== Document segment

We are changing our name to Scottish BPOC Writers Network. Full details are in the letter below.
New or updated documents
- Mission and Values Statement (a short overview of our Constitution)
- Safer Spaces Policy
- Access Statement
- About SBWN
- Contact us
Updating our website and contacts
Over the next three months, we will be updating our website, email address and social media to reflect our name change, aiming for our new programming to start by April 2022.
Our website will migrate and forward to the new domain name, retaining all prior content, including blog posts.
All emails to our current email address will be forwarded to our new address from March 2022.
Newsletter subscribers will remain on the mailing list.
There is still a lot happening behind the scenes, including with various partners. In the meantime, keep an eye out for our second Writers of Colour Audio Anthology, second Metaphors for a Black Future Zine, and a couple of events!
Letter to our communities
Dear Members, Partners and Allies,
We, the Operational Core Team who run SBWN, have unanimously agreed to change our name from Scottish BAME Writers Network to Scottish BPOC Writers Network.
BPOC stands for ‘Black people, People of Colour’ and is a self-identifying term. BPOC better reflects our members’ communities and upholds one of our core values of self-identification.
While we use the term BPOC, we acknowledge the limitations of this terminology. At the core of our network is the aim to address and overcome systemic barriers that our members face directly or indirectly based on their ethnic or national identities, race or perceived racial identities, or the colour of their skin as per the Equality Act of 2010. This includes people who identify as Black, brown, people of colour, Global Majority, mixed-race, multiple heritage and/or are from the Global South, and/or are East and South-East Asian, West Asian, Asian, Middle Eastern, African, African-Caribbean, Caribbean, Latinx, Pacific Islander, Indigenous, or First Nations, and diasporas.
Our collective communities’ historic and current continued suffering from systemic racism, discrimination, marginalisation, generational trauma and violence, is our shared experience of living in a white supremacist and colonialist society as racialised peoples. However, we are not a homogenous group and we are not only our traumas. Some of us may (sometimes) choose to write and speak about our traumas, some of us will write and speak about a myriad of other, completely valid, themes and topics.
We include the above, non-exhaustive list of identities to reflect our intersectional and inclusive approach to equality, equity, diversity, safer spaces, and inclusion.

====

Request A:
Answer these questions about the name-change announcement:
(i) From which month will emails sent to the current address be forwarded to the new one?
(ii) What does BPOC stand for?
(iii) Which act is cited in connection with the barriers members face?
The listing that follows this announcement has no connection to it.

== Provided material

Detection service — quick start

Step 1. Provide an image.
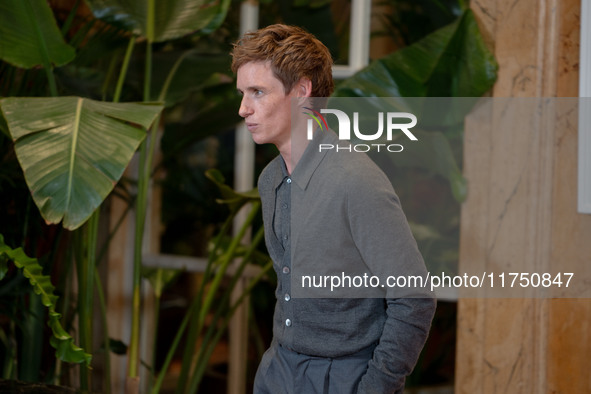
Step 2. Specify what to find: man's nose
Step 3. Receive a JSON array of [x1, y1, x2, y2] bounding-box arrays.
[[238, 96, 252, 118]]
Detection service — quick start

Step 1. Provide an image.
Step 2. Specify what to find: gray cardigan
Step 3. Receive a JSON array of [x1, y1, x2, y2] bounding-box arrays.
[[258, 131, 435, 394]]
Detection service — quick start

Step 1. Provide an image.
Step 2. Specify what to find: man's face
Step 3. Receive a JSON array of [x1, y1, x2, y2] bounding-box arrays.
[[236, 62, 296, 151]]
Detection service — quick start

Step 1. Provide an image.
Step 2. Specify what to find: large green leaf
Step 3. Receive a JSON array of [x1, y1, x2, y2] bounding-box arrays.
[[2, 97, 162, 230], [0, 234, 92, 365], [333, 10, 498, 202], [0, 0, 75, 68], [334, 10, 498, 97], [86, 0, 230, 42]]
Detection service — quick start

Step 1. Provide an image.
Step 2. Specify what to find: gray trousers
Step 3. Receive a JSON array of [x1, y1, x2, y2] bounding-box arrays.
[[254, 341, 374, 394]]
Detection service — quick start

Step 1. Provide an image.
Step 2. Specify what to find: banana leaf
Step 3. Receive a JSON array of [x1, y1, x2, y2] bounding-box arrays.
[[86, 0, 230, 42], [0, 0, 75, 69], [1, 97, 162, 230], [333, 10, 498, 97], [329, 9, 498, 202]]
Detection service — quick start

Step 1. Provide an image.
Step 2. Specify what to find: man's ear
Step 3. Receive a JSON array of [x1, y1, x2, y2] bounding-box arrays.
[[295, 78, 312, 97]]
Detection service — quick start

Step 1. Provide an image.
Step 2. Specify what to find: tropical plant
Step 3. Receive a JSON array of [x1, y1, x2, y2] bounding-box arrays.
[[0, 0, 268, 392]]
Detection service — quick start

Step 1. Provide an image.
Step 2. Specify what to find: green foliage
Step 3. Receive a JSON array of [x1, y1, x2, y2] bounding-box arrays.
[[0, 234, 92, 366], [0, 0, 75, 68], [333, 10, 498, 97], [86, 0, 230, 42], [2, 97, 162, 230]]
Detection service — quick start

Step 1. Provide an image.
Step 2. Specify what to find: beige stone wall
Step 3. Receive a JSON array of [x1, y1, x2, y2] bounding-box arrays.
[[456, 0, 591, 394]]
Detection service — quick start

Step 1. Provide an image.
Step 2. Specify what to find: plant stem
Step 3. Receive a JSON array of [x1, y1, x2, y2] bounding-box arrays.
[[113, 36, 135, 103], [78, 209, 99, 390], [94, 266, 111, 394], [187, 223, 272, 393], [189, 262, 273, 393], [127, 38, 158, 384]]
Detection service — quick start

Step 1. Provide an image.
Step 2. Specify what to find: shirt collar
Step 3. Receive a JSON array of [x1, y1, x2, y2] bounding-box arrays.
[[292, 130, 338, 190]]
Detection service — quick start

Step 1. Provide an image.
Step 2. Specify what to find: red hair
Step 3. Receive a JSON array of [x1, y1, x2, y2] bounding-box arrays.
[[232, 24, 334, 97]]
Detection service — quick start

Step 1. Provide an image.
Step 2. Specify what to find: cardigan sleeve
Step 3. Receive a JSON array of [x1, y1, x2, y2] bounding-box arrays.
[[347, 161, 436, 394]]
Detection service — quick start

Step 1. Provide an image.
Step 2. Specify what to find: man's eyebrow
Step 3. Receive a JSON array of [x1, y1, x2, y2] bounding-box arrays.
[[238, 86, 265, 92]]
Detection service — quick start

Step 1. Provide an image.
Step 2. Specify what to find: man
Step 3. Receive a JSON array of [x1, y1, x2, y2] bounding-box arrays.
[[232, 25, 435, 394]]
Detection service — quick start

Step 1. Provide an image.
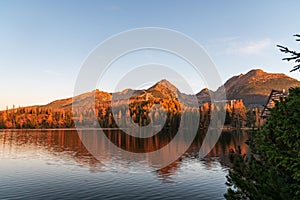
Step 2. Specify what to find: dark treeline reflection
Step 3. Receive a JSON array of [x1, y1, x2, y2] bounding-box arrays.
[[0, 130, 248, 176]]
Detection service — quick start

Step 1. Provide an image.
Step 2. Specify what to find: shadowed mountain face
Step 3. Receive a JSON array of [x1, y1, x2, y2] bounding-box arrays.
[[3, 69, 300, 110], [147, 79, 180, 99], [197, 69, 300, 106], [219, 69, 300, 106]]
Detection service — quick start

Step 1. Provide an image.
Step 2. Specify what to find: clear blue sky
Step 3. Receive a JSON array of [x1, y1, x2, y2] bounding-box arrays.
[[0, 0, 300, 109]]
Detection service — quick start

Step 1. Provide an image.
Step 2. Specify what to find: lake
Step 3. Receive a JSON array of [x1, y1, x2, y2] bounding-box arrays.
[[0, 130, 248, 199]]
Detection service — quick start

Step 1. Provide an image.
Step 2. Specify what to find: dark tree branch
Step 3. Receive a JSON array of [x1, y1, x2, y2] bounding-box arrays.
[[277, 34, 300, 72]]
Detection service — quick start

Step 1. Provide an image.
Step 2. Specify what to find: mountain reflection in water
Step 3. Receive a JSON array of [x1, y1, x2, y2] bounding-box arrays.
[[0, 130, 248, 177]]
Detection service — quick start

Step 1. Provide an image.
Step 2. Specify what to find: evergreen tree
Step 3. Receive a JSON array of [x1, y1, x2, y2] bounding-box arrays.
[[225, 88, 300, 199]]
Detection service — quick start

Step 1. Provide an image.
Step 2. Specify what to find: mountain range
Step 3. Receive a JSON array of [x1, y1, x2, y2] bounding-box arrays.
[[7, 69, 300, 110]]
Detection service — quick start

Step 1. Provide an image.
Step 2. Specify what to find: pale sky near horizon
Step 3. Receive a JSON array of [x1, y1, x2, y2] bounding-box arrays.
[[0, 0, 300, 110]]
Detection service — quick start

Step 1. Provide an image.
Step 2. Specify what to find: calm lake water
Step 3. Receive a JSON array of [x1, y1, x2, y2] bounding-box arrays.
[[0, 130, 248, 199]]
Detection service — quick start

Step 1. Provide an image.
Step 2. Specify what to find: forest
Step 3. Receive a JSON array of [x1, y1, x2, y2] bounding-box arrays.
[[0, 98, 262, 129]]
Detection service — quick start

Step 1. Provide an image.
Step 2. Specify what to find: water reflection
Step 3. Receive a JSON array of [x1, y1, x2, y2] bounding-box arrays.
[[0, 130, 248, 175]]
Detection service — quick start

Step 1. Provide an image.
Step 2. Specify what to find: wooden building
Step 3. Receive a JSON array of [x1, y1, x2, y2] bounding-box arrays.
[[261, 89, 288, 119]]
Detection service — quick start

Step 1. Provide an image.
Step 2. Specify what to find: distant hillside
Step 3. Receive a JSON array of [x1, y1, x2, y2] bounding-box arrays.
[[219, 69, 300, 106], [2, 69, 300, 111]]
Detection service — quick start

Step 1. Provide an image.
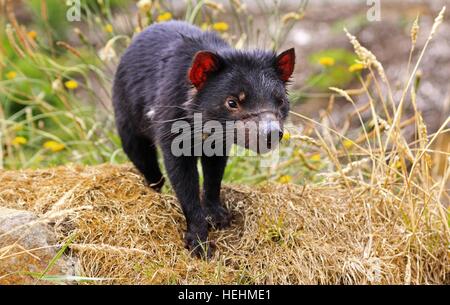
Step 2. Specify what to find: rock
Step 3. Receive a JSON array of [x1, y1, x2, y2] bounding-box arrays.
[[0, 207, 73, 285]]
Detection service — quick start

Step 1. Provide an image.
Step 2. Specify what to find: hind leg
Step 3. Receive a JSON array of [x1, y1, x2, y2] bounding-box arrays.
[[120, 129, 164, 192]]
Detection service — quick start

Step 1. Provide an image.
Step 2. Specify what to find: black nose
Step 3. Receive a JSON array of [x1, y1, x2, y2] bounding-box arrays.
[[265, 121, 283, 149]]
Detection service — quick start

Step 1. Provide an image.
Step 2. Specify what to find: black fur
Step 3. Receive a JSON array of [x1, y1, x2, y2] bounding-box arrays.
[[113, 21, 289, 256]]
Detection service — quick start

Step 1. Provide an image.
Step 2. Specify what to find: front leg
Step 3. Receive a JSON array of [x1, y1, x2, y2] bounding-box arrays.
[[202, 156, 231, 229], [164, 151, 211, 257]]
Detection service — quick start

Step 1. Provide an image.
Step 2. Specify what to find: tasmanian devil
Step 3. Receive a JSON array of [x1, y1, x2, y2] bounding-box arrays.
[[113, 21, 295, 256]]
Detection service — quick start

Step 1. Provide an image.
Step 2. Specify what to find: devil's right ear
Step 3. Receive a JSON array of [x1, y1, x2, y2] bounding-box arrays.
[[189, 51, 220, 90], [276, 48, 295, 82]]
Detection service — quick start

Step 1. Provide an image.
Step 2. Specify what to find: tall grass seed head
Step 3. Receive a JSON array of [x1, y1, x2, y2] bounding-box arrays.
[[156, 12, 172, 22], [213, 22, 230, 32], [43, 141, 66, 152]]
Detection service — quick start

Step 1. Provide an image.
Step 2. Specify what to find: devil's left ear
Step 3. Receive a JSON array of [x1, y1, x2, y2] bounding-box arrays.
[[276, 48, 295, 82], [189, 51, 220, 89]]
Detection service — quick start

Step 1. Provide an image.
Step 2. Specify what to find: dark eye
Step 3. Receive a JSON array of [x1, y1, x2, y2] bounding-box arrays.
[[278, 98, 286, 105], [227, 97, 239, 109]]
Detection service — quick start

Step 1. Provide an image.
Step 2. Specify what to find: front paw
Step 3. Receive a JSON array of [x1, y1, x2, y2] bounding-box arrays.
[[205, 204, 231, 230], [184, 231, 212, 259]]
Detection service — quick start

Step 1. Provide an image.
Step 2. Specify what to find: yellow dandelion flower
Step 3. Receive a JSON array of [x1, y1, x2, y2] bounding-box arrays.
[[281, 12, 302, 24], [205, 0, 225, 12], [11, 137, 28, 146], [213, 22, 230, 32], [136, 0, 152, 13], [156, 12, 172, 22], [319, 56, 335, 67], [27, 31, 37, 40], [6, 71, 17, 80], [64, 80, 78, 90], [342, 139, 354, 149], [43, 141, 66, 152], [348, 63, 365, 73], [278, 175, 292, 184], [309, 153, 321, 162], [104, 23, 114, 33]]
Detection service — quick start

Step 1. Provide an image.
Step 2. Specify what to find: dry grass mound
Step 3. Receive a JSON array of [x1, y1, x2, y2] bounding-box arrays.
[[0, 165, 450, 284]]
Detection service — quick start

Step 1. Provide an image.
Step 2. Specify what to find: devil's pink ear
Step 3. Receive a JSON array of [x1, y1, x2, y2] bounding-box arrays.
[[189, 51, 219, 89], [277, 48, 295, 82]]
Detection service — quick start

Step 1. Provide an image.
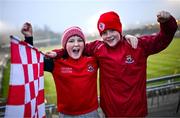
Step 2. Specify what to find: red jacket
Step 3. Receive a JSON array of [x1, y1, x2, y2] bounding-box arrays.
[[86, 17, 177, 117], [52, 57, 98, 115]]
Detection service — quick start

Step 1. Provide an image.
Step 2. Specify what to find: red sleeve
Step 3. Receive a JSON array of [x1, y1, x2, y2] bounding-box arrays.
[[139, 16, 178, 56], [52, 48, 67, 58], [84, 40, 102, 56]]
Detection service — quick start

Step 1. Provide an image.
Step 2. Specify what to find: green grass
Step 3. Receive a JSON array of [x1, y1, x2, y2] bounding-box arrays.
[[2, 38, 180, 103]]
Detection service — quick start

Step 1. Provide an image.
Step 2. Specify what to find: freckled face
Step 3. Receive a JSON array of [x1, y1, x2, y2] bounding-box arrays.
[[101, 30, 121, 47], [66, 36, 84, 59]]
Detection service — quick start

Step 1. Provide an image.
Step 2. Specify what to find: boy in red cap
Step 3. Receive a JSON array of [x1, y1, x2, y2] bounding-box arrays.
[[21, 23, 99, 118], [86, 11, 177, 117]]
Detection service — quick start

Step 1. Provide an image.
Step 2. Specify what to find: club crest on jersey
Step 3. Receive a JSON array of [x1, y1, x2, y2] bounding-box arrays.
[[99, 23, 105, 31], [125, 55, 134, 64], [87, 64, 94, 72]]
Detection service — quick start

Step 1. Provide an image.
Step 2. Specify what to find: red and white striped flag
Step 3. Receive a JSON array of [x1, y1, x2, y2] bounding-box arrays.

====

Request B: Select every line of the listing that contains the string "leaf", matching case exactly.

Complete answer A:
(i) March 2022
(ii) Black people, People of Colour
(iii) The Equality Act of 2010

Complete answer B:
Step 2. Specify what to find: large green leaf
Step 2. Specify what to find: banana leaf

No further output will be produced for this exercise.